Your task is to output the data exactly as it stands.

---- RECORDS FOR PROCESSING

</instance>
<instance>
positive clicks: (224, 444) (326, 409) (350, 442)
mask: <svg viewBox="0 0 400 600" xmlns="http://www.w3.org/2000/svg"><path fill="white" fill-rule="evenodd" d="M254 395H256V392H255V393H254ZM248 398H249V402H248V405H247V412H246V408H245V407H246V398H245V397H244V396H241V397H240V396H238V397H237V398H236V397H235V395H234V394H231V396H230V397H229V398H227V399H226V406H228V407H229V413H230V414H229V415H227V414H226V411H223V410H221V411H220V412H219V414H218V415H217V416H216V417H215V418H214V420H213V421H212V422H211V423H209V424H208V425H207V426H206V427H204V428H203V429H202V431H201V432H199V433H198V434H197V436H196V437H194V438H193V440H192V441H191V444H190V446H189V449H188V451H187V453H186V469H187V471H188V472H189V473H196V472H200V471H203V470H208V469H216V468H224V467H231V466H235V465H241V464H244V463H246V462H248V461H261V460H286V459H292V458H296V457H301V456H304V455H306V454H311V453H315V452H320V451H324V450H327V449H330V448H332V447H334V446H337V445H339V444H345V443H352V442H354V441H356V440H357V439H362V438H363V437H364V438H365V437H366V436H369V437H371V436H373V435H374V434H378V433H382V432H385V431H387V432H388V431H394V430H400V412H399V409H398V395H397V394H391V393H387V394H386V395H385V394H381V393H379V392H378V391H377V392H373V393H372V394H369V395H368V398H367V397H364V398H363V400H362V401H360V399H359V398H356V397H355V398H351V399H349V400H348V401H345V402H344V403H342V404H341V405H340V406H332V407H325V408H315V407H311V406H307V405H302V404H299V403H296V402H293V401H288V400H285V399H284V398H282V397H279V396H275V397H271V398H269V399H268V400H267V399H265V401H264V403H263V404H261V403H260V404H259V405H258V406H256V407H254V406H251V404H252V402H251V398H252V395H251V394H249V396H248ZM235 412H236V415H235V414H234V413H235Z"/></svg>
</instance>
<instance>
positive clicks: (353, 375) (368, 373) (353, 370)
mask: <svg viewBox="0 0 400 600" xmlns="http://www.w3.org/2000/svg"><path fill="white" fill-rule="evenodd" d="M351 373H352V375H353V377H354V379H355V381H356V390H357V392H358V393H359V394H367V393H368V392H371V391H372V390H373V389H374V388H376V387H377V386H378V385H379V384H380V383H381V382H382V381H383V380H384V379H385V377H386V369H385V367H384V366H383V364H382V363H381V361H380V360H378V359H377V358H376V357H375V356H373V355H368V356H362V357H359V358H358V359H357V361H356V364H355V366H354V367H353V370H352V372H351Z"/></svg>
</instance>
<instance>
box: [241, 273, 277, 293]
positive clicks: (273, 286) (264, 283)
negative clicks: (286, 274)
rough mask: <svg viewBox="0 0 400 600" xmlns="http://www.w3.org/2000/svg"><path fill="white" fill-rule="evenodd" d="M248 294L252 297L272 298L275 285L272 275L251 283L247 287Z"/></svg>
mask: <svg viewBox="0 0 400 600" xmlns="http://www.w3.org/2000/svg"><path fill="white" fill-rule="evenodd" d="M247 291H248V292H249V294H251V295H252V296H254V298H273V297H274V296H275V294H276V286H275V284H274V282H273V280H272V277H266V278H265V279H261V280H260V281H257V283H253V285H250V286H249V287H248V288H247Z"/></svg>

--------

▸ RESPONSE TO THIS TASK:
</instance>
<instance>
positive clicks: (224, 444) (326, 409) (350, 442)
mask: <svg viewBox="0 0 400 600" xmlns="http://www.w3.org/2000/svg"><path fill="white" fill-rule="evenodd" d="M254 395H256V392H255V393H254ZM248 398H249V402H248V405H247V412H246V408H245V407H246V398H245V397H244V396H241V397H240V396H238V397H237V398H236V397H235V395H234V394H231V396H230V397H229V398H227V399H226V406H228V407H229V413H230V414H229V415H227V414H226V411H223V410H221V411H220V412H219V414H218V415H217V416H216V417H215V418H214V420H213V421H212V422H211V423H209V424H208V425H207V426H206V427H204V428H203V429H202V431H201V432H199V433H198V434H197V436H196V437H194V438H193V440H192V441H191V444H190V446H189V449H188V451H187V453H186V469H187V471H188V472H189V473H196V472H200V471H203V470H208V469H216V468H224V467H231V466H235V465H241V464H244V463H246V462H248V461H261V460H286V459H292V458H296V457H301V456H304V455H306V454H311V453H315V452H320V451H324V450H327V449H330V448H332V447H334V446H337V445H339V444H345V443H352V442H354V441H356V440H357V439H362V438H363V437H364V438H365V437H366V436H369V437H371V436H373V435H374V434H378V433H382V432H385V431H387V432H388V431H394V430H400V412H399V409H398V395H397V394H391V393H387V394H386V395H385V394H381V393H379V392H378V391H377V392H373V393H372V394H369V395H368V398H367V397H364V398H363V400H362V401H360V399H359V398H356V397H355V398H351V399H349V400H348V401H345V402H344V403H342V404H341V405H340V406H332V407H325V408H315V407H311V406H307V405H302V404H299V403H296V402H293V401H288V400H285V399H284V398H282V397H279V396H275V397H271V398H269V399H268V400H267V399H265V401H264V403H263V404H261V403H260V404H259V405H258V406H256V407H254V406H251V404H252V402H251V398H252V395H251V394H249V396H248ZM235 412H236V415H235V414H234V413H235Z"/></svg>
</instance>
<instance>
positive clicks: (353, 375) (368, 373) (353, 370)
mask: <svg viewBox="0 0 400 600" xmlns="http://www.w3.org/2000/svg"><path fill="white" fill-rule="evenodd" d="M351 373H352V375H353V377H354V379H355V381H356V390H357V392H358V393H359V394H367V393H368V392H371V391H372V390H373V389H374V388H376V387H377V386H378V385H379V384H380V383H381V382H382V381H383V380H384V379H385V377H386V369H385V367H384V366H383V364H382V363H381V361H380V360H378V359H377V358H376V357H375V356H373V355H368V356H362V357H359V358H358V359H357V361H356V364H355V366H354V367H353V370H352V372H351Z"/></svg>
</instance>
<instance>
box: [241, 273, 277, 293]
positive clicks: (273, 286) (264, 283)
negative clicks: (286, 274)
rough mask: <svg viewBox="0 0 400 600" xmlns="http://www.w3.org/2000/svg"><path fill="white" fill-rule="evenodd" d="M248 294L252 297L272 298L275 285L272 275L251 283L247 287Z"/></svg>
mask: <svg viewBox="0 0 400 600" xmlns="http://www.w3.org/2000/svg"><path fill="white" fill-rule="evenodd" d="M247 291H248V292H249V294H251V295H252V296H254V298H273V297H274V296H275V294H276V286H275V284H274V282H273V280H272V277H266V278H265V279H261V280H260V281H257V283H253V285H250V286H249V287H248V288H247Z"/></svg>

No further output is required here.